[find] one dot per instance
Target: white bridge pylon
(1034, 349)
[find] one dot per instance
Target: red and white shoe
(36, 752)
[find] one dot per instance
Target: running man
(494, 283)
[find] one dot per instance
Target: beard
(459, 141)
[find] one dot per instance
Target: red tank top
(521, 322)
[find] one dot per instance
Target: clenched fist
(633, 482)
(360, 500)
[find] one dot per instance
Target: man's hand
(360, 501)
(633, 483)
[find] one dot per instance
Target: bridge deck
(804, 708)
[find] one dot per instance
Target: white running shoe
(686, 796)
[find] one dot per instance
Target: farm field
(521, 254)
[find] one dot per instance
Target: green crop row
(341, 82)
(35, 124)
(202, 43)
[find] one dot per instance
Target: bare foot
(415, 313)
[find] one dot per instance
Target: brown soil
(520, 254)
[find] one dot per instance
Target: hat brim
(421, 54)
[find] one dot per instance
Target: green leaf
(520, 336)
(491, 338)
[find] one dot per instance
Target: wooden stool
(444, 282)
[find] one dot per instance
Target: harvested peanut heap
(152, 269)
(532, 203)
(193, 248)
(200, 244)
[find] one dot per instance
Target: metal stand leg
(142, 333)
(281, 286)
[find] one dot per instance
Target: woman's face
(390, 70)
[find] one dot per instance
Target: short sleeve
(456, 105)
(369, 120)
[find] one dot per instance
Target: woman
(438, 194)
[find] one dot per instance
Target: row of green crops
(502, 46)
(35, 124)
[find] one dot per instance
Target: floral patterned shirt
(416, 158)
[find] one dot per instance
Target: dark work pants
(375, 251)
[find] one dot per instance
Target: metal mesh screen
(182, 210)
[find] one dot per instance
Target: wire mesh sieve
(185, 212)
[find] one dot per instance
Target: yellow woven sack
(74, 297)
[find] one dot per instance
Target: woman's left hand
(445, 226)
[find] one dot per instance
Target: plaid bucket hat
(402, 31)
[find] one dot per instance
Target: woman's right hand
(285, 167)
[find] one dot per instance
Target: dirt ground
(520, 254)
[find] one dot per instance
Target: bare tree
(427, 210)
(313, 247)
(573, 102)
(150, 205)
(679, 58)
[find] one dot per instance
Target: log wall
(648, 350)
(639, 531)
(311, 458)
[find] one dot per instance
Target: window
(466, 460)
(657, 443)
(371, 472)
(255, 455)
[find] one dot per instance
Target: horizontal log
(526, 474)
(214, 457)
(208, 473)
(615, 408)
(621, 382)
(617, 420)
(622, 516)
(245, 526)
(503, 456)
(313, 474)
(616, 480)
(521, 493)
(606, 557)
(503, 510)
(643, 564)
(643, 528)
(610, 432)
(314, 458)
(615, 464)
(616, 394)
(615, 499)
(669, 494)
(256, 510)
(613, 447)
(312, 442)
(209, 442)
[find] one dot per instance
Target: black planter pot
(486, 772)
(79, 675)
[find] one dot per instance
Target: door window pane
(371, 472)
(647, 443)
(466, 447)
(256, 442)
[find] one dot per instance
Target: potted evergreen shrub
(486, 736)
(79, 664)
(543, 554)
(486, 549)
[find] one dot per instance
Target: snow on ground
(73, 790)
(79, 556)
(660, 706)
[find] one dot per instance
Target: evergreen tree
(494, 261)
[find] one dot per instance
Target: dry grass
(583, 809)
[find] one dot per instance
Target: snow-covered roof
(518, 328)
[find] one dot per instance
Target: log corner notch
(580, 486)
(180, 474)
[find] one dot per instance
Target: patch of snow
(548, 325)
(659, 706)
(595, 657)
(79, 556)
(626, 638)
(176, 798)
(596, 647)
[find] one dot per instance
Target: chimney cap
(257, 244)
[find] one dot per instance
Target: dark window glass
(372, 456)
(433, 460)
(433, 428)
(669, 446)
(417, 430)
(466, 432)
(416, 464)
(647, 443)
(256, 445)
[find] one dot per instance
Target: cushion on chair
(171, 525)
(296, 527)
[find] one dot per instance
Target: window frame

SHORT TASK » Exactly as written above, please repeat the entries.

ANSWER FOR THIS EXERCISE »
[find] one dot per instance
Target: white bridge pylon
(1034, 349)
[find] one dot per instance
Target: red and white shoe
(36, 752)
[find] one dot per instance
Target: running man
(494, 283)
[find] one dot per instance
Target: beard
(459, 141)
[find] one dot per instance
Target: red tank top
(521, 322)
[find] one dot per instance
Target: clenched fist
(633, 482)
(360, 500)
[find] one dot per instance
Target: man's hand
(360, 501)
(633, 483)
[find] one dot per instance
Target: bridge deck
(804, 708)
[find] one dot per instance
Target: white running shoe
(686, 796)
[find] one dot per instance
Target: farm field
(521, 254)
[find] one dot per instance
Target: green crop row
(341, 82)
(35, 124)
(202, 43)
[find] one dot per instance
Target: bare foot
(415, 313)
[find] one dot per instance
Target: brown soil
(520, 254)
[find] one dot per instance
Target: hat brim
(421, 54)
[find] one dot per instance
Target: green leaf
(520, 336)
(491, 338)
[find] one dot per instance
Target: wooden stool
(444, 282)
[find] one dot per instance
Target: harvested peanut heap
(152, 269)
(532, 203)
(193, 248)
(200, 244)
[find] one dot per instance
Target: metal stand leg
(142, 333)
(281, 286)
[find] one dot per instance
Target: woman's face
(390, 70)
[find] one dot per instance
Target: short sleeve
(456, 105)
(369, 120)
[find] one dot per instance
Target: woman
(438, 194)
[find] one dot per instance
Target: row of green crops
(502, 46)
(35, 124)
[find] one dot per instance
Target: floral patterned shirt
(416, 158)
[find] one dot per instance
Target: dark work pants
(375, 251)
[find] one dot per instance
Target: metal mesh screen
(182, 210)
[find] one dot per instance
Target: wire mesh sieve
(185, 212)
[find] one dot per instance
Target: yellow woven sack
(74, 297)
[find] one dot per instance
Target: woman's left hand
(445, 226)
[find] one dot per instance
Target: plaid bucket hat
(402, 31)
[find] one dot per instance
Target: woman's right hand
(285, 167)
[find] one dot per instance
Target: dirt ground
(520, 254)
[find] one dot per instance
Target: bare tree
(427, 210)
(313, 247)
(573, 102)
(150, 205)
(679, 58)
[find] one dot per instance
Target: log wall
(648, 350)
(639, 531)
(311, 458)
[find] one dot per instance
Target: window
(466, 460)
(657, 443)
(371, 472)
(255, 455)
[find] one dot per instance
Target: horizontal log
(526, 474)
(214, 457)
(208, 473)
(615, 408)
(621, 382)
(617, 420)
(622, 516)
(245, 526)
(503, 456)
(313, 474)
(616, 480)
(521, 493)
(606, 557)
(503, 510)
(643, 564)
(643, 528)
(610, 432)
(314, 458)
(615, 464)
(616, 394)
(615, 499)
(669, 494)
(256, 510)
(613, 447)
(312, 442)
(209, 442)
[find] one dot per instance
Target: black planter pot
(486, 772)
(79, 675)
[find] one dot per instance
Target: door window pane
(371, 472)
(647, 443)
(466, 447)
(256, 442)
[find] one dot per instance
Target: potted evergreen shrub
(486, 736)
(79, 664)
(543, 554)
(486, 549)
[find] one dot per instance
Target: snow on ground
(73, 790)
(79, 556)
(660, 706)
[find] one dot per instance
Target: evergreen tree
(494, 261)
[find] one dot per instance
Target: dry grass
(583, 809)
[find] one dot per instance
Target: snow-covered roof
(518, 328)
[find] one dot per instance
Target: log corner notch
(580, 486)
(180, 474)
[find] one dot per instance
Target: patch of snow
(548, 325)
(659, 706)
(595, 657)
(79, 556)
(626, 638)
(176, 798)
(596, 647)
[find] one dot per instance
Target: chimney cap
(257, 244)
[find] one dot per instance
Target: dark window glass
(372, 456)
(433, 460)
(433, 428)
(669, 446)
(417, 430)
(466, 432)
(416, 464)
(647, 443)
(256, 445)
[find] one dot per instance
Target: cushion on chair
(171, 525)
(296, 527)
[find] one dot per instance
Target: window frame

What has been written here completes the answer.